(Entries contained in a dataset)
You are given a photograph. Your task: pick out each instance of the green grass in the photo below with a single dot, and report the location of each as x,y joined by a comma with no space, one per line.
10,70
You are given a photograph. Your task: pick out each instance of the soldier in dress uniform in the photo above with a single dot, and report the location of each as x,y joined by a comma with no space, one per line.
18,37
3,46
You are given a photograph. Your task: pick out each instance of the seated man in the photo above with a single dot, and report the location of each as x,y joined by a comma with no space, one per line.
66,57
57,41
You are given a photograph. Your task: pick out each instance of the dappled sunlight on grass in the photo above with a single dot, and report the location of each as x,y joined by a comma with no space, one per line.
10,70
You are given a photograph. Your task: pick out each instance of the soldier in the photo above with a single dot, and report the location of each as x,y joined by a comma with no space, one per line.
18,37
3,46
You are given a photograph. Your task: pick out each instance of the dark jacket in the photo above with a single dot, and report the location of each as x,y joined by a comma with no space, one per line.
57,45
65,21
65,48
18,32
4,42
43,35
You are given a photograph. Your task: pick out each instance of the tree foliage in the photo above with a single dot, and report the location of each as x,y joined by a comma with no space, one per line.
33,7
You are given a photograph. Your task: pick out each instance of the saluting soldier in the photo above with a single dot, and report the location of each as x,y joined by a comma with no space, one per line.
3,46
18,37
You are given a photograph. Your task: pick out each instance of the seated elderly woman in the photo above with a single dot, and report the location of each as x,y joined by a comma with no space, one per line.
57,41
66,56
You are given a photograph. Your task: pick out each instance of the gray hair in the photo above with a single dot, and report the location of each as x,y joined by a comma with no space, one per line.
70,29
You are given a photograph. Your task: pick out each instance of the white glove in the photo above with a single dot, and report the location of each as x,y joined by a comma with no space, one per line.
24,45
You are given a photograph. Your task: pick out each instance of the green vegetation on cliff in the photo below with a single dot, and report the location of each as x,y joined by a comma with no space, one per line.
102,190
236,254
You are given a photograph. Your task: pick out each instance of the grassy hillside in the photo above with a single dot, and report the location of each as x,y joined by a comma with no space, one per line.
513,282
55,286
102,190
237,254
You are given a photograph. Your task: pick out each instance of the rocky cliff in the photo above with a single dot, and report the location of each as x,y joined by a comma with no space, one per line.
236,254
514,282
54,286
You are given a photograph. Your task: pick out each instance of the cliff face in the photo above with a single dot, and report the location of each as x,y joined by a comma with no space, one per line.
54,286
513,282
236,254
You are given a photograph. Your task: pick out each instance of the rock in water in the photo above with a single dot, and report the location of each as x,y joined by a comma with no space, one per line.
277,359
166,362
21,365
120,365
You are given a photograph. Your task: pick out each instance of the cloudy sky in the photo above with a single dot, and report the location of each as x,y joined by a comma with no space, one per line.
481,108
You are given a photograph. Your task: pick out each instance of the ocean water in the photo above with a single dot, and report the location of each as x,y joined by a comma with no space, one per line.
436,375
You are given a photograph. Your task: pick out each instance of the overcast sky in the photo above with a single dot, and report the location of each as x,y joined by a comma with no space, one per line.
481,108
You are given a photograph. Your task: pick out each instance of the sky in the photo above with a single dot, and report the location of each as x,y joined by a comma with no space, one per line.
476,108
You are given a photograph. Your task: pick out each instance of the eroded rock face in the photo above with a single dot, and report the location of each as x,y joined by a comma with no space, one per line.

§ TASK PROMPT
Reproduce every entry above word for word, without changing anything.

§ COMPLETED TASK
You are given a photograph. Your task: pick out each instance of the green grass in the photo below with a single dot, and report the location of each as x,y joined by a comma with no space, one per line.
10,70
You are given a photograph. Your task: pick out each instance of the soldier in dress uniform in the photo above with a single dot, and report the location of each as x,y joined by a comma with no space, one per line.
18,37
3,46
You are given a photograph. Your task: pick out each instance of the seated man in the photo above with a single dot, and report the location of each as x,y joined by a comma with no space, one per line.
66,57
57,41
You are given a photograph. Your task: pick out each instance of the dappled sunlight on grass in the photo above with a single dot, and report the location of each as x,y joined by a comma with no space, one per line.
10,70
You are given a photograph. Your task: pick out each instance of the soldier in the photo above with a single dot, and report the location of each as x,y joined by a comma with no space, one per line.
18,37
3,46
You are given a photograph. Your task: pick out each instance of the dark jacket in the photo above with a single dot, and report the location of each as x,y joined by a comma with no space, one per line.
57,45
65,21
65,48
18,32
4,42
43,35
You are given a photograph. Your task: pick out each instance of the tree foliage in the photo above with a single dot, and report the location of each as x,y joined by a comma with no space, one per line.
33,7
You are given a photograph. Your task: pick out each instance of the saluting soldier in the photo above with a single dot, and report the location of each as x,y joined by a comma with no space, one per line.
3,46
18,37
You are given a photograph. Your task: pick out each instance of the seated elderly woman in the photo above with a single dot, and report the location of each as x,y joined by a comma with no space, one per line.
57,41
66,56
You are given a photograph. Your task: pick out each instance of the gray hair in the photo above with a single dot, and report the location of each as x,y joined by a comma with no space, one per line.
70,29
You are given a photograph. Your task: pick out each instance of the white glove in the photo above with a single dot, and report the location of each as x,y joined by a comma with no space, one per line.
24,45
You are given a photograph. Your task: pick out each instance of the green vegetation on cliff in the photo below with a single dot, and report the location of each as x,y joined by a comma with no space, one per line.
102,190
236,254
You are given a photograph. Your task: pick out each instance of the grassy hillside in the photo above with a single dot, and report the location of each as x,y joined by a comma with no space, one per line.
513,282
55,286
102,190
237,254
You are given a photograph. Your task: pick out each instance of the rocky cliff in the photo above with a single dot, and report the location of each as x,y joined by a comma with no space, one per line.
236,254
514,282
54,286
You are given a photograph. Your task: pick out each instance of the cliff face in the photo above with a single dot, and report the location of each as x,y joined by a comma with no space, one per line.
54,286
513,282
236,254
You are given a photograph. Your task: pick out each instance of the rock in water in the photo above with a single dot, and report the location of each as x,y joined by a comma with no space, one per line.
277,359
166,362
21,365
120,365
You are given a photograph. Your task: pick out each instance of the cloudy sky in the photo above with a single dot, and report the location of each as x,y joined by a comma with no space, one per line.
481,108
You are given a photograph. Your task: pick out each instance of the ocean water in the photo above with a single dot, and report the location of each as x,y joined by a comma with no space, one per line.
436,375
You are given a photograph. Your task: pick out each instance of the overcast sky in the photo above with a single dot, and report the location of each as x,y joined by a comma with no space, one per line.
481,108
You are given a photograph. Your task: pick out each instance of the sky in the photo above with a single dot, and report the location of each as x,y joined by a comma with no space, one per line.
476,108
You are given a photograph. Your task: pick out each instance of the eroded rock face in the photo above with a single dot, and report the location of each as x,y joined by a comma with no space, one per line.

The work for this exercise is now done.